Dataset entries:
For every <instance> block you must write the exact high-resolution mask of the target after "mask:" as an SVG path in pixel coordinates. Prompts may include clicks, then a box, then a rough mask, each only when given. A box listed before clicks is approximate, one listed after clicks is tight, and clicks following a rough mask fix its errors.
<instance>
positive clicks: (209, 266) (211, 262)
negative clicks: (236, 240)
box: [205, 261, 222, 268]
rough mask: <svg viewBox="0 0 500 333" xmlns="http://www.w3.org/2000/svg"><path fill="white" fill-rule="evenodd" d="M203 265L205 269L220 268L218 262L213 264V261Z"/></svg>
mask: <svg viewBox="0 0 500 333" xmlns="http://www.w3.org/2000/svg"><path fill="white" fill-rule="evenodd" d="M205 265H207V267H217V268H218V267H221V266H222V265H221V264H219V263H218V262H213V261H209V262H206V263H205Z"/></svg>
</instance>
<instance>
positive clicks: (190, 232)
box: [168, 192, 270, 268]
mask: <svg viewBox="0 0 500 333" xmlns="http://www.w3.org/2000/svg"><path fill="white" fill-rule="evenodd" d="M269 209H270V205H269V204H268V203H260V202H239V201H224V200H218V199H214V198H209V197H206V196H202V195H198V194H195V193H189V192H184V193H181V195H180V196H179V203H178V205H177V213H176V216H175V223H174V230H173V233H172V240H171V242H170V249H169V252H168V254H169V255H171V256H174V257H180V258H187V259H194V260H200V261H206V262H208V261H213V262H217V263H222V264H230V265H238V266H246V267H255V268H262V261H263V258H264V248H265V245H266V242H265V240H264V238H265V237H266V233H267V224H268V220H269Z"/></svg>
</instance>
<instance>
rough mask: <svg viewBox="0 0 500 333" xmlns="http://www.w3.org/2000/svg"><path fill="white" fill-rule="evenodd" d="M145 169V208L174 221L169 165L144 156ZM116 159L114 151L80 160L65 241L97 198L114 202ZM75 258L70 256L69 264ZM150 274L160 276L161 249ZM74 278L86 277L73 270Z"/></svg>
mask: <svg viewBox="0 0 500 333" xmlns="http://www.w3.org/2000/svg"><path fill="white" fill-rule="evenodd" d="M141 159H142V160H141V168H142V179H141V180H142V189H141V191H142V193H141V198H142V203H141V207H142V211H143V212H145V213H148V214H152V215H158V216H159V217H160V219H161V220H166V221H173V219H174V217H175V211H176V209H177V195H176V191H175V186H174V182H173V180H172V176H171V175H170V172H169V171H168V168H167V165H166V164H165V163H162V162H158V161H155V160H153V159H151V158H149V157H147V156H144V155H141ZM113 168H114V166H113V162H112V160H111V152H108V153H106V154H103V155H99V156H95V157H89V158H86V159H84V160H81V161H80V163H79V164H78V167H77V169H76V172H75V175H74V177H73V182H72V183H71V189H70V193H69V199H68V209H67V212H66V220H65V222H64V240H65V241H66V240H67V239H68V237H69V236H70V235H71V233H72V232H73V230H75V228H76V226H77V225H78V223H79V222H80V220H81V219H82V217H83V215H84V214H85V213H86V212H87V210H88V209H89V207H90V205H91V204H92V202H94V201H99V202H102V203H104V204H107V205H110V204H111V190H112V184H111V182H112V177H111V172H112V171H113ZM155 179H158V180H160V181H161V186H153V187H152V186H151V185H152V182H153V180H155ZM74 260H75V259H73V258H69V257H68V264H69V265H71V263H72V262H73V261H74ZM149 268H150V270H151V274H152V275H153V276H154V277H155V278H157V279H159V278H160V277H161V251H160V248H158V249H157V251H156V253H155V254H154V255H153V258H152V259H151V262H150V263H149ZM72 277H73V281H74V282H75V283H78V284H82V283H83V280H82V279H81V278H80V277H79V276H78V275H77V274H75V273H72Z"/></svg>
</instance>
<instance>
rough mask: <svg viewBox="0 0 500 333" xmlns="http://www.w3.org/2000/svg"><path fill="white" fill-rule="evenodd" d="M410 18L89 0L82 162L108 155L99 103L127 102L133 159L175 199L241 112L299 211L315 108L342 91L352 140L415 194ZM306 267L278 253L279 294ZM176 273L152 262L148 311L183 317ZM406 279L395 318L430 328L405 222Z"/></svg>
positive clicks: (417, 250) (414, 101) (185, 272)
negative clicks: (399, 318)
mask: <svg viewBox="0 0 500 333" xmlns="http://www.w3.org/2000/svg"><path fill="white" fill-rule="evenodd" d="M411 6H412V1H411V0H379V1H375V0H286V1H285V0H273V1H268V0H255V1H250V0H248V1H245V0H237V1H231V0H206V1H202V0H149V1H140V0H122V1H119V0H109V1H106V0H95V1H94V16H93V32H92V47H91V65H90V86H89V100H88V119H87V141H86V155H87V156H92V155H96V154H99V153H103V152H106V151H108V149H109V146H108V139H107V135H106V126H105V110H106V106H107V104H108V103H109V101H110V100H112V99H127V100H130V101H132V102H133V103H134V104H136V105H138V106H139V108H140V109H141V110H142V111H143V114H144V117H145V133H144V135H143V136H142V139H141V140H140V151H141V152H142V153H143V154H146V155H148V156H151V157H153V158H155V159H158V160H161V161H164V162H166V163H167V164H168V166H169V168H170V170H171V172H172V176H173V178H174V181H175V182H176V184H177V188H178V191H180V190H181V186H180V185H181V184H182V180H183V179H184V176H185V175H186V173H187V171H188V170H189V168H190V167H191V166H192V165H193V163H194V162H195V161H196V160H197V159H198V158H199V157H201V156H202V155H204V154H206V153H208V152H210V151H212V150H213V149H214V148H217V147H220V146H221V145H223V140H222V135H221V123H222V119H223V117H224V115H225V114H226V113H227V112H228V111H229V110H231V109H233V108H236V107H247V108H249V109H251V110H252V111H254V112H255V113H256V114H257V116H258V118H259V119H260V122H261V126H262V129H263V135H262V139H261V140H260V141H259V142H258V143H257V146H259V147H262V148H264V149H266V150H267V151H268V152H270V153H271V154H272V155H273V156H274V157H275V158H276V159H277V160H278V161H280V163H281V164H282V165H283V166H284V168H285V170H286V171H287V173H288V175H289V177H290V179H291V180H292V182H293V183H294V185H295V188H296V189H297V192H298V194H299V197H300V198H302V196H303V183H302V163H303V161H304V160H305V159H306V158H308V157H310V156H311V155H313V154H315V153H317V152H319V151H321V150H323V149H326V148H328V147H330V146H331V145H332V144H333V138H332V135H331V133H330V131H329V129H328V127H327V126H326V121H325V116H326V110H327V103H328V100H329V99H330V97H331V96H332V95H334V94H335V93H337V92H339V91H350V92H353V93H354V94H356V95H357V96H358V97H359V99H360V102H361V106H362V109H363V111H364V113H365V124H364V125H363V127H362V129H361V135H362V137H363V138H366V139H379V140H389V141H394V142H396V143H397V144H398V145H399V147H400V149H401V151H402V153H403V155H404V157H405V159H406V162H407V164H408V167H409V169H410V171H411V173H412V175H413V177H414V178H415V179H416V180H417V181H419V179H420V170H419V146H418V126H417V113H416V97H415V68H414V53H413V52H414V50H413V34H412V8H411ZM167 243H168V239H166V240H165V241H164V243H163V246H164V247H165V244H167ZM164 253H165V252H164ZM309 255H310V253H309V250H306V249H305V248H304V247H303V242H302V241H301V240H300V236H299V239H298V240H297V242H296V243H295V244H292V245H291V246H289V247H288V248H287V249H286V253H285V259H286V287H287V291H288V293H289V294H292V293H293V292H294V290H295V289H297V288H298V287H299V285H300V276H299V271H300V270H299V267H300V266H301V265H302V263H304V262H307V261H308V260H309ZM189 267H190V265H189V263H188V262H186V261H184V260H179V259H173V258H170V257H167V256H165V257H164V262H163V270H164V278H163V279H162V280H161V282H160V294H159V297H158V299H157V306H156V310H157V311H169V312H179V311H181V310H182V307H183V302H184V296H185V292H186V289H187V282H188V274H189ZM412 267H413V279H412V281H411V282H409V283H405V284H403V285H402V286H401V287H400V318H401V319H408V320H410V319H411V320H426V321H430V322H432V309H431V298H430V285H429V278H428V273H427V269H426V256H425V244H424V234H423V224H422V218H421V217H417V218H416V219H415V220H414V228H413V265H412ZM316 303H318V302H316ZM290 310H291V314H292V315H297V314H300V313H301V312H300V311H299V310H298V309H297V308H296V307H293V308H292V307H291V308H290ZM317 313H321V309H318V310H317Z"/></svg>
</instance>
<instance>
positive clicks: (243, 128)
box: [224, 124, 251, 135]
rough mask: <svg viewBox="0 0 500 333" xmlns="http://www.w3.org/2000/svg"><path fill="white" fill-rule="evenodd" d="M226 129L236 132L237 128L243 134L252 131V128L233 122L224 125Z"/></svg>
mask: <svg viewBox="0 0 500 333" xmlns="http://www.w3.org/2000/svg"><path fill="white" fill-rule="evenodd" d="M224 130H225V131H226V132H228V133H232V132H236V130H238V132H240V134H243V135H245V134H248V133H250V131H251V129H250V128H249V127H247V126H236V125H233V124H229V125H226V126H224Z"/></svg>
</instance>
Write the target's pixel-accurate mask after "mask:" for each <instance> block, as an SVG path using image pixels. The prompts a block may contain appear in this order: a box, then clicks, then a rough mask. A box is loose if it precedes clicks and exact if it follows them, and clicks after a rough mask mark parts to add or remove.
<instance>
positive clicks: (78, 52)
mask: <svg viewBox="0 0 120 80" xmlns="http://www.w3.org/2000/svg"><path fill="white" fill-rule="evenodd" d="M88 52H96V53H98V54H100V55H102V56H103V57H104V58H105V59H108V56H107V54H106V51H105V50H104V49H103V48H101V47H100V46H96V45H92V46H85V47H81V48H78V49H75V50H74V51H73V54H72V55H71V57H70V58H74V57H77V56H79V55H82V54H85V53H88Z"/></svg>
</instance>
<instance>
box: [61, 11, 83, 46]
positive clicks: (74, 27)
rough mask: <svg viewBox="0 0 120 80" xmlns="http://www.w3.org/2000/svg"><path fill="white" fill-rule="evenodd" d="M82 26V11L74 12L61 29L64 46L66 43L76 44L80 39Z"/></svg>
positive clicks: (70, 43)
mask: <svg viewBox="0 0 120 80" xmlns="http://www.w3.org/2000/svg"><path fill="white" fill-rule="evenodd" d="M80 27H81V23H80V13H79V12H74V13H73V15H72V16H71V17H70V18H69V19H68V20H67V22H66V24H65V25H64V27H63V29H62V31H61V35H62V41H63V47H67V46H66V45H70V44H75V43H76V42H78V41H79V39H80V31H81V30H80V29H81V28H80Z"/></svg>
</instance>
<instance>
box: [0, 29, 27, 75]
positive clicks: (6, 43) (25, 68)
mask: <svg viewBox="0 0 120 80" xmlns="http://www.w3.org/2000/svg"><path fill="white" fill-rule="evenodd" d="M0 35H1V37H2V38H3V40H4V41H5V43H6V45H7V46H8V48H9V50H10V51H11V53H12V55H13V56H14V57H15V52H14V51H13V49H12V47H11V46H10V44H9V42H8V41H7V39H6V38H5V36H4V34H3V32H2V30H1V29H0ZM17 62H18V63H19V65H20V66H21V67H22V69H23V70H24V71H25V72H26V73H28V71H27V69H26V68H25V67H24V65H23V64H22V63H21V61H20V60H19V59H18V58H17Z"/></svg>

▸ **Exercise instructions**
Give only the lines from the one holding "negative clicks: (236, 240)" through the one holding "positive clicks: (190, 232)", each restated exactly as it appears above.

▸ **Response to the task**
negative clicks: (236, 240)
box: [205, 261, 222, 268]
rough mask: <svg viewBox="0 0 500 333" xmlns="http://www.w3.org/2000/svg"><path fill="white" fill-rule="evenodd" d="M203 265L205 269L220 268L218 262L213 264V261Z"/></svg>
mask: <svg viewBox="0 0 500 333" xmlns="http://www.w3.org/2000/svg"><path fill="white" fill-rule="evenodd" d="M205 265H207V267H217V268H218V267H221V266H222V265H221V264H219V263H218V262H213V261H209V262H206V263H205Z"/></svg>
</instance>
<instance>
positive clicks: (190, 232)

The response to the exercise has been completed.